--- start Given records ---
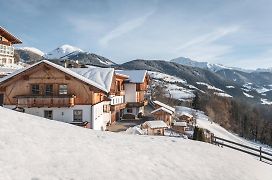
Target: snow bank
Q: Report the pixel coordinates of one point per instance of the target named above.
(248, 95)
(36, 148)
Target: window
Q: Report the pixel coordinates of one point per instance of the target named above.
(35, 89)
(49, 89)
(129, 110)
(77, 115)
(63, 89)
(48, 114)
(106, 108)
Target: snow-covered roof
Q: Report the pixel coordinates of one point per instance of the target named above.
(102, 76)
(183, 124)
(185, 114)
(156, 124)
(135, 76)
(63, 69)
(165, 106)
(162, 109)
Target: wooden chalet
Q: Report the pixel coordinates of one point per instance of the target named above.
(163, 114)
(156, 127)
(135, 89)
(54, 92)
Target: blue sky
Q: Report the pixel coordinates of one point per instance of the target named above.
(234, 33)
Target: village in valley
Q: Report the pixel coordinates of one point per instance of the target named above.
(91, 97)
(113, 119)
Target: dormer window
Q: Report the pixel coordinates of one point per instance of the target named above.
(63, 89)
(35, 89)
(49, 89)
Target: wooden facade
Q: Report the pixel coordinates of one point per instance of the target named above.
(164, 116)
(118, 89)
(18, 90)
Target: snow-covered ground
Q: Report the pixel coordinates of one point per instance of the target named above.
(62, 51)
(248, 95)
(171, 83)
(204, 122)
(222, 94)
(36, 148)
(209, 86)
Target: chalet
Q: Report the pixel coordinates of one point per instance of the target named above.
(6, 46)
(184, 116)
(179, 126)
(91, 97)
(163, 114)
(155, 127)
(159, 104)
(77, 96)
(135, 89)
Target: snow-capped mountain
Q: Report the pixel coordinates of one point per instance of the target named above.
(62, 52)
(203, 65)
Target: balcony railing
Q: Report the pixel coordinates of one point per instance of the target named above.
(5, 43)
(46, 101)
(137, 104)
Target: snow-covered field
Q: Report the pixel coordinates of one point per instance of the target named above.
(172, 85)
(37, 148)
(204, 122)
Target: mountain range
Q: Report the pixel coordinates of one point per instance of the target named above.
(250, 85)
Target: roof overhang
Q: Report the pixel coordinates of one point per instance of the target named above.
(9, 36)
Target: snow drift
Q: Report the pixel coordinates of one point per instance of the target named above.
(37, 148)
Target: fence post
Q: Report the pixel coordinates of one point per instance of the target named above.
(260, 153)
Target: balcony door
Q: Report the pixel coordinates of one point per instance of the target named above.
(1, 99)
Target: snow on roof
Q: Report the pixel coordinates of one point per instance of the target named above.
(102, 76)
(183, 124)
(162, 109)
(156, 124)
(185, 114)
(32, 49)
(63, 69)
(135, 76)
(165, 106)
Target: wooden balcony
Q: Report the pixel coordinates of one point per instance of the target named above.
(120, 93)
(45, 101)
(137, 104)
(118, 107)
(5, 43)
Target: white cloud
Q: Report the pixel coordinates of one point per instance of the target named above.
(205, 47)
(124, 28)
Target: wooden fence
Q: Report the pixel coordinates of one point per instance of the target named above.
(255, 151)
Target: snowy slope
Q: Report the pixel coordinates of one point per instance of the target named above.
(32, 49)
(204, 122)
(62, 51)
(202, 65)
(36, 148)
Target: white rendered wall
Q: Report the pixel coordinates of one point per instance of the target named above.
(93, 114)
(99, 117)
(61, 114)
(130, 92)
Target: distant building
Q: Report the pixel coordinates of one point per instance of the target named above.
(155, 127)
(6, 48)
(135, 90)
(163, 114)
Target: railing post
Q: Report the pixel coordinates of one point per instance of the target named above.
(260, 153)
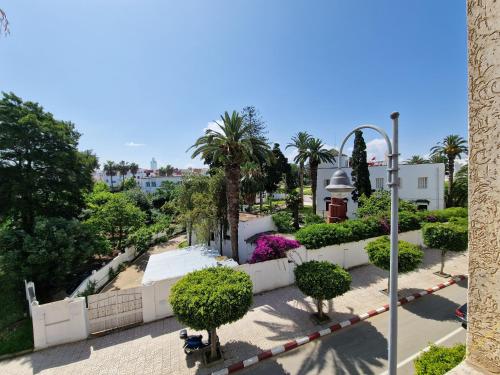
--- end Given records ---
◆ **Set exercise**
State only the number of lines in the entries above that contain the string "post". Matching is case-sensitive.

◆ **Completed task**
2